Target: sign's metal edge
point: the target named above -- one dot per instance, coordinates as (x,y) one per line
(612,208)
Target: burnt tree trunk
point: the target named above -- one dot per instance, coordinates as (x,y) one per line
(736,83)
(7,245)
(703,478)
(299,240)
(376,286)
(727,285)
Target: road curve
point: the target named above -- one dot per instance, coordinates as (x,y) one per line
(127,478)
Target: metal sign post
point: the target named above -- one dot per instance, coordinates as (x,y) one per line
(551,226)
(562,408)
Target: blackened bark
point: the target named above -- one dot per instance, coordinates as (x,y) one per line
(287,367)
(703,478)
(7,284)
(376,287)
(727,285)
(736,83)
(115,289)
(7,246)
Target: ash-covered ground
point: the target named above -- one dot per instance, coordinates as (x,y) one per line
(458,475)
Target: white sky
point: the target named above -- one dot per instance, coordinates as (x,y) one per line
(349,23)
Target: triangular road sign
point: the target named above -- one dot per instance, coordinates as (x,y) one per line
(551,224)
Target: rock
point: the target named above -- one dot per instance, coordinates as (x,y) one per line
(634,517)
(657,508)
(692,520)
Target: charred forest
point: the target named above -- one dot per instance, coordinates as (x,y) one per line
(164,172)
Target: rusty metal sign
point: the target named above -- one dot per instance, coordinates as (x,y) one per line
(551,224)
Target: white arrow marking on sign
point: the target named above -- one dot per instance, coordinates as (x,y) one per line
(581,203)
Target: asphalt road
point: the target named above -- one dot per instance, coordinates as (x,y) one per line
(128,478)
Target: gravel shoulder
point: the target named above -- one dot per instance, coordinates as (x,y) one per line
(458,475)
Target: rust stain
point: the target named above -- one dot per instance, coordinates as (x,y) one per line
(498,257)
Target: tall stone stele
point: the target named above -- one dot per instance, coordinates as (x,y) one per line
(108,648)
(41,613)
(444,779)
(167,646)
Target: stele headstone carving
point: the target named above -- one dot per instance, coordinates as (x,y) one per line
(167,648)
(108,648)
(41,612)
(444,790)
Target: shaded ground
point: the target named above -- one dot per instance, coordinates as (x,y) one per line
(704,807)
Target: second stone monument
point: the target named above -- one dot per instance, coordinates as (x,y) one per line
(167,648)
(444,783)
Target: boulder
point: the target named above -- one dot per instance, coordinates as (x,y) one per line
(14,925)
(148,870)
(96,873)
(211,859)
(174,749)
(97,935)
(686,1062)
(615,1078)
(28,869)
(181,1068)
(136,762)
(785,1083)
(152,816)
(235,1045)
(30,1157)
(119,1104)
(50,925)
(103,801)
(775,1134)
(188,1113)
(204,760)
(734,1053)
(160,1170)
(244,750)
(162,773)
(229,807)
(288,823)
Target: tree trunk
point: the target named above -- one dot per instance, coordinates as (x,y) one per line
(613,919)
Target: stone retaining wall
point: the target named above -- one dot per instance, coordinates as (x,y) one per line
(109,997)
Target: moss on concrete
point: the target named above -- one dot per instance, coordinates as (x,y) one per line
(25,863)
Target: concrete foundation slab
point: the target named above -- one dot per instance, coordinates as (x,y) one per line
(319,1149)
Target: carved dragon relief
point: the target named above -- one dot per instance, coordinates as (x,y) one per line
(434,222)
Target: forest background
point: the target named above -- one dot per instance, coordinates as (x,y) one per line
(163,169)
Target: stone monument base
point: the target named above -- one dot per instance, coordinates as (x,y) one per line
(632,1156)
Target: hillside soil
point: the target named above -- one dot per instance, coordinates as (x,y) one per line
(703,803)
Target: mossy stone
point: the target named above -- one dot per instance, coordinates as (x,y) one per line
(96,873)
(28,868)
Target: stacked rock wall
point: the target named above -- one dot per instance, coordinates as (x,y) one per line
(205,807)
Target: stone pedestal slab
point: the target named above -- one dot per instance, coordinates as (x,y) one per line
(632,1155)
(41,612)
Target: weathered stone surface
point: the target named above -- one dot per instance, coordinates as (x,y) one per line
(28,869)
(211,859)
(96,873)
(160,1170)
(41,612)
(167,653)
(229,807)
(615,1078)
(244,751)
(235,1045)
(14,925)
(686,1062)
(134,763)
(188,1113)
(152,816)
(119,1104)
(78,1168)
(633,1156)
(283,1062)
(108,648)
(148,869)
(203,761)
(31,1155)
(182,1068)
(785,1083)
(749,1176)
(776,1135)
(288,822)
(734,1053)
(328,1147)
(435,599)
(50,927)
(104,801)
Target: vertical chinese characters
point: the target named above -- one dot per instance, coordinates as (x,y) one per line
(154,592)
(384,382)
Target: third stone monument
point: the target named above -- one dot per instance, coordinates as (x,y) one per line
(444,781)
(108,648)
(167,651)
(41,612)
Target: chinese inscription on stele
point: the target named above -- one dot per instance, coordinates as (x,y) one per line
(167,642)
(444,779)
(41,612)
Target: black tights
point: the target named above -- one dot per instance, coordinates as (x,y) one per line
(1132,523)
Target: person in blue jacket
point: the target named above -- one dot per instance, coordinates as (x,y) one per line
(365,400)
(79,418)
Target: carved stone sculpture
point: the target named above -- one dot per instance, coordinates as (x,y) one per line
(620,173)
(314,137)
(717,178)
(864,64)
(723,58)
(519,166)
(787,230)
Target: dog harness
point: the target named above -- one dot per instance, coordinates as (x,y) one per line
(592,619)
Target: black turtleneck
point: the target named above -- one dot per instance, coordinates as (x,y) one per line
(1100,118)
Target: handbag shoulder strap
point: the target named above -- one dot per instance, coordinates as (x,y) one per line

_Your objective_
Render every line of the records above as a Markdown table with two columns, Row and Line. Number each row and leave out blank lines.

_Response below_
| Row | Line |
|---|---|
| 1 | Target: sign's metal edge |
| 2 | point: the target named above -- one dot per instance, coordinates as (x,y) one per line |
| 3 | (612,208) |
| 4 | Target: burnt tree trunk |
| 5 | point: the target named above -- one dot per instance, coordinates as (x,y) one per line |
| 6 | (736,83) |
| 7 | (7,245) |
| 8 | (703,478) |
| 9 | (299,240) |
| 10 | (376,286) |
| 11 | (727,285) |
| 12 | Target: road curve |
| 13 | point: the target named above -- one dot per instance, coordinates as (x,y) one per line |
| 14 | (127,478) |
| 15 | Target: metal sign post |
| 16 | point: the target named above -- one dot per instance, coordinates as (x,y) one per line |
| 17 | (551,226) |
| 18 | (562,408) |
| 19 | Target: blackened bark |
| 20 | point: the target named above -- one dot per instance, coordinates as (x,y) one per line |
| 21 | (287,367) |
| 22 | (703,478) |
| 23 | (7,284) |
| 24 | (376,287) |
| 25 | (727,285) |
| 26 | (736,83) |
| 27 | (115,289) |
| 28 | (7,246) |
| 29 | Target: ash-covered ground |
| 30 | point: the target named above -- one dot per instance, coordinates as (x,y) one per line |
| 31 | (458,475) |
| 32 | Target: white sky |
| 33 | point: the target named above -- one dot per instance, coordinates as (x,y) one per line |
| 34 | (349,23) |
| 35 | Target: triangular road sign |
| 36 | point: the target named above -- one dot per instance, coordinates as (x,y) one per line |
| 37 | (551,224) |
| 38 | Target: rock |
| 39 | point: the target named above -- one dot per instance, coordinates as (x,y) one per line |
| 40 | (634,517) |
| 41 | (657,508) |
| 42 | (692,520) |
| 43 | Target: charred forest |
| 44 | point: the target named above -- one dot per instance, coordinates as (x,y) one per line |
| 45 | (164,172) |
| 46 | Target: rusty metal sign |
| 47 | point: the target named above -- one dot per instance, coordinates as (x,y) one per line |
| 48 | (551,224) |
| 49 | Target: white arrow marking on sign |
| 50 | point: the target named above -- one dot per instance, coordinates as (x,y) one per line |
| 51 | (581,203) |
| 52 | Target: asphalt road |
| 53 | point: the target named above -- one dot per instance, coordinates as (x,y) one per line |
| 54 | (128,478) |
| 55 | Target: gravel shoulder |
| 56 | point: the target named above -- one dot per instance, coordinates as (x,y) one per line |
| 57 | (458,475) |
| 58 | Target: rust stain |
| 59 | point: the target named above -- one dot per instance, coordinates as (x,y) one per line |
| 60 | (498,257) |
| 61 | Target: tall stone stele |
| 62 | point: the target named above -- one dot per instance, coordinates as (x,y) one per line |
| 63 | (108,648) |
| 64 | (41,613) |
| 65 | (444,779) |
| 66 | (167,646) |
| 67 | Target: stele headstone carving |
| 68 | point: the target named above -- one dot per instance, coordinates as (x,y) one per line |
| 69 | (167,648) |
| 70 | (108,648) |
| 71 | (41,612) |
| 72 | (444,790) |
| 73 | Target: shaded ground |
| 74 | point: the target named above -- one dot per instance, coordinates as (x,y) one per line |
| 75 | (704,807) |
| 76 | Target: second stone monument |
| 77 | point: the target named above -- one dot per instance, coordinates as (x,y) one per line |
| 78 | (167,648) |
| 79 | (444,783) |
| 80 | Target: boulder |
| 81 | point: the target named above -- one dot per instance, coordinates as (x,y) one per line |
| 82 | (14,925) |
| 83 | (148,870) |
| 84 | (96,873) |
| 85 | (211,859) |
| 86 | (174,749) |
| 87 | (97,935) |
| 88 | (686,1062) |
| 89 | (615,1078) |
| 90 | (28,869) |
| 91 | (181,1068) |
| 92 | (136,762) |
| 93 | (785,1083) |
| 94 | (152,816) |
| 95 | (235,1045) |
| 96 | (30,1157) |
| 97 | (119,1104) |
| 98 | (50,925) |
| 99 | (103,801) |
| 100 | (775,1134) |
| 101 | (188,1113) |
| 102 | (204,760) |
| 103 | (734,1053) |
| 104 | (160,1170) |
| 105 | (244,750) |
| 106 | (162,773) |
| 107 | (229,807) |
| 108 | (288,823) |
| 109 | Target: tree trunk |
| 110 | point: the target named above -- one dot per instance, coordinates as (x,y) one per line |
| 111 | (613,919) |
| 112 | Target: stone retaining wall |
| 113 | point: the target named above -- one dot per instance, coordinates as (x,y) one per line |
| 114 | (109,997) |
| 115 | Target: moss on concrete |
| 116 | point: the target named above -- one dot per instance, coordinates as (x,y) one per line |
| 117 | (25,863) |
| 118 | Target: concrete foundation slab |
| 119 | point: the target named above -- one dot per instance, coordinates as (x,y) one per line |
| 120 | (319,1149) |
| 121 | Target: carved dragon relief |
| 122 | point: the target named above -- one dot per instance, coordinates as (x,y) one per line |
| 123 | (434,222) |
| 124 | Target: forest background |
| 125 | point: the target named above -- one dot per instance, coordinates as (x,y) one per line |
| 126 | (163,169) |
| 127 | Target: stone monument base |
| 128 | point: the target named above -- one dot per instance, coordinates as (x,y) one per line |
| 129 | (632,1156) |
| 130 | Target: hillside soil |
| 131 | point: the target named above -- one dot per instance, coordinates as (x,y) one per line |
| 132 | (703,803) |
| 133 | Target: mossy stone |
| 134 | point: the target named above -- one dot per instance, coordinates as (x,y) one per line |
| 135 | (96,873) |
| 136 | (28,868) |
| 137 | Target: stacked rock wall |
| 138 | point: the target named above -- one dot per instance, coordinates as (x,y) one per line |
| 139 | (205,807) |
| 140 | Target: stone pedestal slab |
| 141 | point: the target named above -- one dot per instance, coordinates as (x,y) one per line |
| 142 | (632,1155) |
| 143 | (41,612) |
| 144 | Target: weathered stone surface |
| 145 | point: the target named above -- one dot per instance, coordinates as (x,y) one per line |
| 146 | (28,869) |
| 147 | (211,859) |
| 148 | (96,873) |
| 149 | (160,1170) |
| 150 | (41,612) |
| 151 | (167,653) |
| 152 | (229,807) |
| 153 | (615,1078) |
| 154 | (244,751) |
| 155 | (235,1045) |
| 156 | (14,925) |
| 157 | (686,1062) |
| 158 | (134,763) |
| 159 | (188,1113) |
| 160 | (152,816) |
| 161 | (119,1104) |
| 162 | (78,1168) |
| 163 | (633,1156) |
| 164 | (283,1062) |
| 165 | (108,648) |
| 166 | (148,869) |
| 167 | (203,761) |
| 168 | (31,1155) |
| 169 | (182,1068) |
| 170 | (785,1083) |
| 171 | (749,1176) |
| 172 | (776,1135) |
| 173 | (288,822) |
| 174 | (734,1053) |
| 175 | (328,1147) |
| 176 | (435,599) |
| 177 | (50,927) |
| 178 | (104,801) |
| 179 | Target: vertical chinese characters |
| 180 | point: the target named above -- one dot per instance, coordinates as (x,y) one per line |
| 181 | (154,592) |
| 182 | (384,382) |
| 183 | Target: third stone monument |
| 184 | point: the target named above -- one dot per instance, coordinates as (x,y) one per line |
| 185 | (444,781) |
| 186 | (108,648) |
| 187 | (167,651) |
| 188 | (41,612) |
| 189 | Target: chinese inscription on stele |
| 190 | point: the target named above -- one dot per instance, coordinates as (x,y) one per line |
| 191 | (167,642) |
| 192 | (444,779) |
| 193 | (41,612) |
| 194 | Target: black tights |
| 195 | point: the target named above -- one dot per instance, coordinates as (x,y) one per line |
| 196 | (1132,523) |
| 197 | Target: person in blue jacket |
| 198 | point: the target named above -- one dot per instance, coordinates as (x,y) one per line |
| 199 | (365,400) |
| 200 | (79,418) |
| 201 | Target: carved stone sculpture |
| 202 | point: the target named above -- one dot per instance, coordinates as (x,y) one per line |
| 203 | (620,173) |
| 204 | (314,137) |
| 205 | (717,178) |
| 206 | (864,64) |
| 207 | (723,58) |
| 208 | (519,166) |
| 209 | (787,230) |
| 210 | Target: dog harness |
| 211 | point: the target named above -- one dot per instance, coordinates as (x,y) one per line |
| 212 | (592,619) |
| 213 | Target: black turtleneck |
| 214 | point: the target named above -- one dot per instance, coordinates as (x,y) one per line |
| 215 | (1100,118) |
| 216 | Target: handbag shoulder strap |
| 217 | point: the target named above -- one dot per instance, coordinates as (x,y) one per line |